(Text shown):
<<<<
Saturday, January 12, 2013

Floating Above The Footprint Of History

     I was there once.
     As part of a family vacation to Texas in 1968 to see the World's Fair (HemisFair) in San Antonio, we made a stop in Dallas to see where it happened.  I remember seeing it but not much more than that.   They told me something important happened there, probably in a few simple words that flew past the short attention span of a seven year old.
      Dealey Plaza was immaculate as I recall, bright and green with lawn sprinklers at the ready and running to keep "The Site" civic-wise as palatable as possible to visitors and residents alike.  And I'm sure it was and is a difficult task for Dallas:  Part of their city is a world-famous place of infamy, and it's not like they can plow the thing under and start over.  The best they can do is keep it neat and dignified, and let it be what it is.
     I don't know if that visit started my life-long obsession with the Kennedy assassination (The Elder) but it probably kick-started it, or at the very least planted a seed.  The whole thing has always fascinated me, from the characters involved to the momentous turn of history that resulted from it.  And then I bought my first book on the subject, "Six Seconds In Dallas" by Josiah Thompson at the old supermarket just south from the old Lincoln General Hospital.
     From then on, I was truly hooked.
     I purchased an abridged copy of the Warren Report and got most of the way through it, along with almost every kind of literature related to the assassination from books on the Secret Service being involved to one about Lee Harvey Oswald's mother, Marguerite, - and the completely unique world she inhabited -  which I devoured while riding Amtrack back from Denver one summer.  You name it, I've probably read it.
     The problem with all that information is this:  It's almost completely contradictory.  One seemingly credible source has Oswald (you can see a 24/7 view here from the alleged sniper's window) as somehow alone planning and pulling the whole thing off; the next has conspirators behind every bush and under every street drain.  One has Lyndon Johnson involved while the next brings in the Mafia, the FBI and some hybrid combination of intelligence agencies led by the CIA.  It's almost intentionally maddening and designed to throw people off the track of the truth.
     I've kind of gone back and forth on what I think happened so long ago in Dealey Plaza.  At first I got caught up in the flurry of conspiratorial media and believed that Oswald was completely and totally framed.  Now, however, I think that while certainly not alone in the act, Oswald was in some way totally up to his neck in the whole thing.  Did he actually pull one of the triggers?  That I'm not sure of.  But did he know and was he part of it?  Yes.
     Now Robert F. Kennedy, Jr., has come out and said that his father told him that he believed that while at the same time publicly supporting it he thought others were involved and that the report issued by the Warren Commission was a "shoddy piece of craftsmanship."  Shoddy and quick, I think.  They started with a conclusion (Oswald) and wrote from back to start with that ending already in hand.  But does any of this make any difference nearly fifty years down the road?  Probably not.
     I'd love to one day again visit Dealey Plaza, this time carrying the weight of adulthood and the accompanying sense of history and of things important.  The 50th Anniversary of the murder will happen this fall, and how I'd love to be there along with masses filling the plaza and the Sixth Floor Museum on the site of the former Texas School Book Depository.  We'll see.  I know it's a place I've always wanted to see again, although were I to go back I know instead of revisiting an old haunt it would be more like seeing it for the first time.
>>>>
(Provided material):
<<<<
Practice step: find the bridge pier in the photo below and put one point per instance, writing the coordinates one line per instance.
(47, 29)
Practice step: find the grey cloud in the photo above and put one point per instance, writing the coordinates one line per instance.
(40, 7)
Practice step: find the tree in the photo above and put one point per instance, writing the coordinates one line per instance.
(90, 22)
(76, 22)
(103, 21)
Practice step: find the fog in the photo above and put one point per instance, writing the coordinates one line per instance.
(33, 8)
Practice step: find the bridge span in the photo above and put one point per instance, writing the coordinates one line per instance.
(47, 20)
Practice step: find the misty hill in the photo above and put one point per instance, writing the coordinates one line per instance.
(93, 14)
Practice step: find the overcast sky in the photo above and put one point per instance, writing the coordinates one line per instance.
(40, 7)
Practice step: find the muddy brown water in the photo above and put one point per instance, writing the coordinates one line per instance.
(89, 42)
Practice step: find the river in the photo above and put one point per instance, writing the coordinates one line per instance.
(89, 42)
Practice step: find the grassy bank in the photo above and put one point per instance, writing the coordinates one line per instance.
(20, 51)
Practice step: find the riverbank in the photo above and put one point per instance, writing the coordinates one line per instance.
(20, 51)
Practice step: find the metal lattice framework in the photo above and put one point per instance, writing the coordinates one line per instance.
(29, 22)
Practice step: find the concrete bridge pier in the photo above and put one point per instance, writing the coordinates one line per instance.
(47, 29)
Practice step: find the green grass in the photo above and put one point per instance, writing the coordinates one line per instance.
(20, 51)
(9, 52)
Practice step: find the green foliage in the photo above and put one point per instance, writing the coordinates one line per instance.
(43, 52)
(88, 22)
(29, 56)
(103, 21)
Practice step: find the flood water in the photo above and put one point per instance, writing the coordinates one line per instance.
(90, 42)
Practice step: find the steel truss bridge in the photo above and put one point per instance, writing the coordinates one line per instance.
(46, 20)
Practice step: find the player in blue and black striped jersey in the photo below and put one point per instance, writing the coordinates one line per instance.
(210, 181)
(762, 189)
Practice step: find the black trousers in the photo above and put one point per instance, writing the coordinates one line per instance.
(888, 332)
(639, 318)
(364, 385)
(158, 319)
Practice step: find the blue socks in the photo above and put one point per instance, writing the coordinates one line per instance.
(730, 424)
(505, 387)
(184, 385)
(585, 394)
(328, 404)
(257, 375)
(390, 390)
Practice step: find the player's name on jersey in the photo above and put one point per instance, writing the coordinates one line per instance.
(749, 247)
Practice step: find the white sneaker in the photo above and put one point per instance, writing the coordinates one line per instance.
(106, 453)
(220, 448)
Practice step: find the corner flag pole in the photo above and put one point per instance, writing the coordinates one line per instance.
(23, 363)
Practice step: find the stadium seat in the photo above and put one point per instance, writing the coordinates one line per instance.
>>>>
(About this exercise): Write out the passage from the Dealey Plaza post word for word, beginning at the words "Now Robert F." and stopping after "road?  Probably not.". The rows are not needed for this work.

(Solution for this exercise):
Now Robert F. Kennedy, Jr., has come out and said that his father told him that he believed that while at the same time publicly supporting it he thought others were involved and that the report issued by the Warren Commission was a "shoddy piece of craftsmanship."  Shoddy and quick, I think.  They started with a conclusion (Oswald) and wrote from back to start with that ending already in hand.  But does any of this make any difference nearly fifty years down the road?  Probably not.